GEGEVEN OPDRACHT: Zet de tekst over de ontbinding van de huurovereenkomst wegens huurachterstand voort, te beginnen na de laatste zin.

TEKSTFRAGMENT:
====

ECLI:NL:RBOVE:2024:308

Rechtbank Overijssel

Datum uitspraak
2 januari 2024
Publicatiedatum
18 januari 2024
Zaaknummer
10694515 CV EXPL 23-3238
Instantie
Rechtbank Overijssel
Type
Uitspraak
Rechtsgebied
Civiel recht
Procedures
  • Eerste aanleg - enkelvoudig
Rechters
Vindplaatsen
  • Rechtspraak.nl
AI samenvatting door LexboostAutomatisch gegenereerd

Ontbinding huurovereenkomst en ontruiming wegens huurachterstand

In deze zaak tussen de stichting Woningstichting De Woonplaats en een gedaagde, die in persoon procedeert, heeft de kantonrechter op 2 januari 2024 uitspraak gedaan. De gedaagde had een huurachterstand opgebouwd van € 5.560,08, wat leidde tot de vordering van De Woonplaats om de huurovereenkomst te ontbinden en de woning te ontruimen. De huurovereenkomst was ingegaan op 6 maart 2023 en was aangegaan voor onbepaalde tijd, met een huurprijs van € 813,59 per maand. De gedaagde heeft erkend dat er een huurachterstand was, maar gaf aan dat dit te wijten was aan financiële problemen en dat zij recentelijk weer werk had gevonden. De kantonrechter oordeelde dat de gedaagde ernstig tekort was geschoten in haar huurdersverplichtingen, en dat de ontbinding van de huurovereenkomst gerechtvaardigd was. De rechter hield rekening met de belangen van de kinderen van de gedaagde, maar concludeerde dat deze niet opwogen tegen de belangen van De Woonplaats. De gedaagde werd veroordeeld om binnen drie maanden na betekening van het vonnis het gehuurde te ontruimen en de huurachterstand te betalen, vermeerderd met wettelijke rente en buitengerechtelijke kosten. De kosten van de procedure werden ook aan de gedaagde opgelegd.

====

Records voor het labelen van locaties
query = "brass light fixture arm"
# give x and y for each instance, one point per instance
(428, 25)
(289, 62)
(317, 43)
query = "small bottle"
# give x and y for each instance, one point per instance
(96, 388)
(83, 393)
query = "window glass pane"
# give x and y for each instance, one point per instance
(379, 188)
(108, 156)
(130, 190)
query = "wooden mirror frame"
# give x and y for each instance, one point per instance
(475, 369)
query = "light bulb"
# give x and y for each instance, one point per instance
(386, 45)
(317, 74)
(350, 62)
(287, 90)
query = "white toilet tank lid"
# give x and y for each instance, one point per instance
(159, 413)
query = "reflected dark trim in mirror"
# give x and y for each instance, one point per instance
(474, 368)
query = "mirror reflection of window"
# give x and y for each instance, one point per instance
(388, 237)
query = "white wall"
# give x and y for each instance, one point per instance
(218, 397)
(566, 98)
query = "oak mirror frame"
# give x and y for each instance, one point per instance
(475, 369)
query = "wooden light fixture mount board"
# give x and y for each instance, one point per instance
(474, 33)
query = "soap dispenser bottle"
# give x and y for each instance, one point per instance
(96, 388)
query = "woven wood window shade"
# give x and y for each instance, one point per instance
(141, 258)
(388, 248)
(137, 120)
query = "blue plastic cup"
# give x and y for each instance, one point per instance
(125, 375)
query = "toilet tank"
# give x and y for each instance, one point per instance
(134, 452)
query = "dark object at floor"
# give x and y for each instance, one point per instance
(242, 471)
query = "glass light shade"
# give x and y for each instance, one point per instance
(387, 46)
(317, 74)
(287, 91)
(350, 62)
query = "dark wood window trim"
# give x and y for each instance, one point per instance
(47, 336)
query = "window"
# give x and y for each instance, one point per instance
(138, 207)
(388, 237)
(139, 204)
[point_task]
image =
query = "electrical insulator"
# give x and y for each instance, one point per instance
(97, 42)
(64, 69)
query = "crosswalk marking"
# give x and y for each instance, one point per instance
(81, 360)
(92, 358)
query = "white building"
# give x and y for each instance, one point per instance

====

ANTWOORD OP OPDRACHT:
Uitspraak

RECHTBANK OVERIJSSEL

Team kanton en handelsrecht
Zittingsplaats Enschede
Zaaknummer: 10694515 CV EXPL 23-3238
Vonnis van 2 januari 2024
in de zaak van:
de stichting
Woningstichting De Woonplaats,
gevestigd en kantoorhoudende te Enschede,
eisende partij, hierna ook wel De Woonplaats te noemen,
gemachtigde: GGN Mastering Credit B.V.,
- tegen -
[gedaagde] ,
wonende te [woonplaats] ,
gedaagde partij, hierna ook wel [gedaagde] te noemen,
procederende in persoon.

1.De procedure

1.1
Deze blijkt uit tussenvonnis van 3 oktober 2023 waarbij bepaald werd dat in deze zaak een mondelinge behandeling zou moeten plaatsvinden.
1.2
De mondelinge behandeling werd vastgesteld en gehouden op 5 december 2023. Namens De Woonplaats is verschenen mevrouw [naam 1] , bijgestaan door mevrouw [naam 2], verbonden aan GGN Mastering Credit. Ook [gedaagde] is verschenen.
De Woonplaats heeft ter zitting een actueel overzicht overgelegd van de door [gedaagde] opgelopen huurachterstand.
Partijen zijn gehoord en hebben vragen van de kantonrechter beantwoord. De griffier heeft aantekeningen gemaakt van hetgeen is besproken.
1.3
Het vonnis is bepaald op heden.

2.De feiten

2.1
Tussen De Woonplaats en [gedaagde] bestaat een huurovereenkomst met betrekking tot de woning aan de [adres]. De huurovereenkomst is ingegaan op
6 maart 2023 en is aangegaan voor onbepaalde tijd. De huurprijs bedraagt thans € 813,59 per maand.
2.2.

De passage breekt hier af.